(Coordinate labeling data)

::::::::::

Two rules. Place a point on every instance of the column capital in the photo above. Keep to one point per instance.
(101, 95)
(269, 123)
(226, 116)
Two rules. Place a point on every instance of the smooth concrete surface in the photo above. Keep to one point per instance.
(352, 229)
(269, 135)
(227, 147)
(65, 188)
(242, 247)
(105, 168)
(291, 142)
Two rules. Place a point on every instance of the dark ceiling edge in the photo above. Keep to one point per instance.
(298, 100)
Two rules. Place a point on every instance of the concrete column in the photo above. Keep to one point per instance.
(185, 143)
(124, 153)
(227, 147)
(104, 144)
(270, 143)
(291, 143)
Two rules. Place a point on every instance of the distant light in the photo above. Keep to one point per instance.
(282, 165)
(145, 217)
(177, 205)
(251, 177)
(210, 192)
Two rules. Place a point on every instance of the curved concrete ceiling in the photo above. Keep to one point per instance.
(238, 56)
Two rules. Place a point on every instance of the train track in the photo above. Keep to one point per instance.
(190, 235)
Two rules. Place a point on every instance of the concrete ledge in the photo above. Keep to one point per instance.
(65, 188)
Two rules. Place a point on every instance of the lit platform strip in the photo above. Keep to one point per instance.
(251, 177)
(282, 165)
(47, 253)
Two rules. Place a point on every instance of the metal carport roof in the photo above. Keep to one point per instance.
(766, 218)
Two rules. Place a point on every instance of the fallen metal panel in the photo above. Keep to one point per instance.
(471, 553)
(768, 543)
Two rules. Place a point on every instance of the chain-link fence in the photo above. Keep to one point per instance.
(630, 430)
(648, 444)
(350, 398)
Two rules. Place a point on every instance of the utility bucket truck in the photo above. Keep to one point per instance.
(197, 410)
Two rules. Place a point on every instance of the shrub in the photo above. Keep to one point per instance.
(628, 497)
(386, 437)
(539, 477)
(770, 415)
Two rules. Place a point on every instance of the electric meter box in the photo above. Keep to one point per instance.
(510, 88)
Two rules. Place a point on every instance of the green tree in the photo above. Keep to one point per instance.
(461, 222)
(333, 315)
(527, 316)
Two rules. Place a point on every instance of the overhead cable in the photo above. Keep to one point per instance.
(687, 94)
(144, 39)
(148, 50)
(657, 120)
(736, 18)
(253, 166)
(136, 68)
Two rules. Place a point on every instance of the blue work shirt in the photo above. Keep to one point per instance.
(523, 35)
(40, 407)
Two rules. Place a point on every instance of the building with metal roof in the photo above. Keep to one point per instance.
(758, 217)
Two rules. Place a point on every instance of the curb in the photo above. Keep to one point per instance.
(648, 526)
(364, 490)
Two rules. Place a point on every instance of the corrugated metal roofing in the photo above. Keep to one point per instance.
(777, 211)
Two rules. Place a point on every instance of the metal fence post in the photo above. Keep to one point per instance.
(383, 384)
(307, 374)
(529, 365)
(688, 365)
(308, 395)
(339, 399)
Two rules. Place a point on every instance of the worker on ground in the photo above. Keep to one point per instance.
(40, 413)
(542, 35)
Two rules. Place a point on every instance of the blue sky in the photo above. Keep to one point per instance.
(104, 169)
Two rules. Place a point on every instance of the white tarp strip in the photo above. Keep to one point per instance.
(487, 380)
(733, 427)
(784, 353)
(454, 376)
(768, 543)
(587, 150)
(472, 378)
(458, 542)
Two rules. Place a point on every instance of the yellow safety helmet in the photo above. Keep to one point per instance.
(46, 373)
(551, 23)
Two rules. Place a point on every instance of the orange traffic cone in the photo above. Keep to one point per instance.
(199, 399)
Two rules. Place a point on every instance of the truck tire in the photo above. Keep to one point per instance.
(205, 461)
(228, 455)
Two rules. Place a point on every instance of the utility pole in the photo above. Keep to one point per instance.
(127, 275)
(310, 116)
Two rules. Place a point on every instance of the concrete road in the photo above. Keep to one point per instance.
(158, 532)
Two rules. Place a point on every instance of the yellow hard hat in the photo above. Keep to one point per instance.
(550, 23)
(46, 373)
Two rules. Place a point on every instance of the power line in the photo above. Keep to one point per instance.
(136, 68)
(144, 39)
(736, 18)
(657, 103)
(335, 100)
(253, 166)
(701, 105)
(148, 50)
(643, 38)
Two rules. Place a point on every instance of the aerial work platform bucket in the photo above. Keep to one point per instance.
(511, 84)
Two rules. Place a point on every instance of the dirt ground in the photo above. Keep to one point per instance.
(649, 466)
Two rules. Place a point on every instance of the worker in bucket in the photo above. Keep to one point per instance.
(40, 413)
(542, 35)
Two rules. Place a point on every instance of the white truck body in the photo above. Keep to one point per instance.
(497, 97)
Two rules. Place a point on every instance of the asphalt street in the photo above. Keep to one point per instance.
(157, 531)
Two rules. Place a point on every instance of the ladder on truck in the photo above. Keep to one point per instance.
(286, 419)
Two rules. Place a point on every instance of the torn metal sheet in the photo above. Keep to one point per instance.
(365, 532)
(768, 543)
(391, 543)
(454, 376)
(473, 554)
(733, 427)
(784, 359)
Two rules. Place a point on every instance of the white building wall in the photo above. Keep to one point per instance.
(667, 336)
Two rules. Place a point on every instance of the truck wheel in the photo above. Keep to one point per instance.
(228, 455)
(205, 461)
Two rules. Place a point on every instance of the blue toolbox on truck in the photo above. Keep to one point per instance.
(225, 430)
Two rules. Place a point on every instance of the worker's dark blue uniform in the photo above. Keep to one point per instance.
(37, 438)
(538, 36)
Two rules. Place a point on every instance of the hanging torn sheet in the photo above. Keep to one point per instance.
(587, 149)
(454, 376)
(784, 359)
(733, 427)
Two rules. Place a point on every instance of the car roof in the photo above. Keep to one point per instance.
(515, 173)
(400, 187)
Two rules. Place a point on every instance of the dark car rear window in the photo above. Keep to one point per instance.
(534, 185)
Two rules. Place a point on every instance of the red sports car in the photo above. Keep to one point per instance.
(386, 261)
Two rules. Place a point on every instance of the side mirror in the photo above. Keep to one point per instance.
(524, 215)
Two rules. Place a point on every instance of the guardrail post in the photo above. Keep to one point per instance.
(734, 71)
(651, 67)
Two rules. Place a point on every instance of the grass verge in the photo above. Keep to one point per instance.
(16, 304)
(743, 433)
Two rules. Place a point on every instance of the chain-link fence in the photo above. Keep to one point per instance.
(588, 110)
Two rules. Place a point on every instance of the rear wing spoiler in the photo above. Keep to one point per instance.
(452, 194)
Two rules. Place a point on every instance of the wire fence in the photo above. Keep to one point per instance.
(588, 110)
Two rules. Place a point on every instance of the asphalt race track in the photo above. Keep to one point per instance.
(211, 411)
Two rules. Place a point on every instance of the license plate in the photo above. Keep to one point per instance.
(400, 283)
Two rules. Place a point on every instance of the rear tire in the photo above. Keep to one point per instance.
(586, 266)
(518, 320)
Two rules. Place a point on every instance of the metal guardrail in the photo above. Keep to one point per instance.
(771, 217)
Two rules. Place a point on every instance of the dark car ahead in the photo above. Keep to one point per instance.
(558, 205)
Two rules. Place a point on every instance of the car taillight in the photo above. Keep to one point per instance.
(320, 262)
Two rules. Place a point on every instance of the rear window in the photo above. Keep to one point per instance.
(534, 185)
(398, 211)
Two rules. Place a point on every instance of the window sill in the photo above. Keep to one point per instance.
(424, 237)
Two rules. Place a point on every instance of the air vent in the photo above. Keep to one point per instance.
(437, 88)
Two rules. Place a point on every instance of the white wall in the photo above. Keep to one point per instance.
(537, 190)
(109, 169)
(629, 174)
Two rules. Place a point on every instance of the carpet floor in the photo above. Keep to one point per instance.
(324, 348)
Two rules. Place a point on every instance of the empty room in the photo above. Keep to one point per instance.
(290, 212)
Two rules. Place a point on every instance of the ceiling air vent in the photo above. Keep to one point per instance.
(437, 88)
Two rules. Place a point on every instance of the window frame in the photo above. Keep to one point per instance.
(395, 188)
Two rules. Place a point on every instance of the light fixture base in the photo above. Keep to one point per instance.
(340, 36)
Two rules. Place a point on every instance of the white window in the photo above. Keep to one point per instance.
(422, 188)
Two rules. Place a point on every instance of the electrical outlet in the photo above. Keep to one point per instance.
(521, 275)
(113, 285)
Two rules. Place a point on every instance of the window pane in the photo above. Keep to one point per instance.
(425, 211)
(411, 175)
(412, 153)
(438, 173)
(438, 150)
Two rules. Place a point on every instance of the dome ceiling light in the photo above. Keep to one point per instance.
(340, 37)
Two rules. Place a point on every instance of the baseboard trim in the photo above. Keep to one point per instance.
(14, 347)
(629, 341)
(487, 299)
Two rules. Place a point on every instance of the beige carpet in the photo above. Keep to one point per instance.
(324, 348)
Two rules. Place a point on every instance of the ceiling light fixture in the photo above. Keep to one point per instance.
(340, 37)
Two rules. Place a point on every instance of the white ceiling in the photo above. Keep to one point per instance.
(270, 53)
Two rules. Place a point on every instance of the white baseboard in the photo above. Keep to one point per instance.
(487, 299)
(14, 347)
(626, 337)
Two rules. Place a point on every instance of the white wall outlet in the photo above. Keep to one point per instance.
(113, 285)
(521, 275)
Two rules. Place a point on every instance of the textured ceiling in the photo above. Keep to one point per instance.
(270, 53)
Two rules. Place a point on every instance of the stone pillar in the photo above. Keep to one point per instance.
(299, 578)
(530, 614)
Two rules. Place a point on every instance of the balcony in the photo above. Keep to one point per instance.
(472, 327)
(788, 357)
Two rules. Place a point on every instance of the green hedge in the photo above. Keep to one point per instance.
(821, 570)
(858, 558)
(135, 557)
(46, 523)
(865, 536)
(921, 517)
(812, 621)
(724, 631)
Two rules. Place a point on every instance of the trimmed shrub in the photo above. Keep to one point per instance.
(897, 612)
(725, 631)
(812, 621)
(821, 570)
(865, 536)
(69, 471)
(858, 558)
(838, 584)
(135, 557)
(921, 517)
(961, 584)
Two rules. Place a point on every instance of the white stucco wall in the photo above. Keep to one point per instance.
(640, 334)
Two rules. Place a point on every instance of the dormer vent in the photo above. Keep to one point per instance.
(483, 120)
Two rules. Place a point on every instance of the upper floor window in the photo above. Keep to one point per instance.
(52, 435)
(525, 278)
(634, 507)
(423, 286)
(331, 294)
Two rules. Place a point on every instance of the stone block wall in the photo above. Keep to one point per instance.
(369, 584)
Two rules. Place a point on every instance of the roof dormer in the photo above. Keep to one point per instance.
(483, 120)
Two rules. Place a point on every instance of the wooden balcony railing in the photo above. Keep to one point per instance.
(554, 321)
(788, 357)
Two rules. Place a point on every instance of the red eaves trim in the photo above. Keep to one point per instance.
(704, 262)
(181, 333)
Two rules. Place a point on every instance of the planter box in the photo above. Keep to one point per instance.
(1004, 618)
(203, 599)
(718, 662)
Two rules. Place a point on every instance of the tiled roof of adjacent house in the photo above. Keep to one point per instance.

::::::::::

> **Exercise aim**: Copy exactly, and only, the lines from the one containing "the white stucco" through the last line of the listing.

> **Result of this task**:
Two rules. Place a point on every instance of the white stucco wall in the photo above. Keep to one point per instance.
(640, 334)
Two rules. Place a point on every instance of the dormer vent in the photo above. Keep to one point per instance.
(483, 120)
Two rules. Place a point on every instance of the upper floor window in the photo above. Keep to one point per instance.
(52, 435)
(525, 278)
(634, 507)
(423, 286)
(331, 294)
Two rules. Place a point on every instance of the stone block wall in the photo above. Keep to one point per instance.
(369, 584)
Two rules. Place a point on every instance of the roof dormer in the photo above. Keep to one point per instance.
(483, 120)
Two rules. Place a point on every instance of the wooden balcony railing in the photo above. Keep to one point per instance.
(554, 321)
(788, 357)
Two rules. Place a point on every instance of the red eaves trim in the photo above. Keep to one point per instance.
(704, 262)
(181, 333)
Two rules. Place a point on every instance of the planter box in the photo above. Keep to one point per instance.
(1004, 618)
(203, 599)
(718, 662)
Two rules. Place a point on every instance of the tiled roof of adjacent house in the photo above. Keep to one point per instance.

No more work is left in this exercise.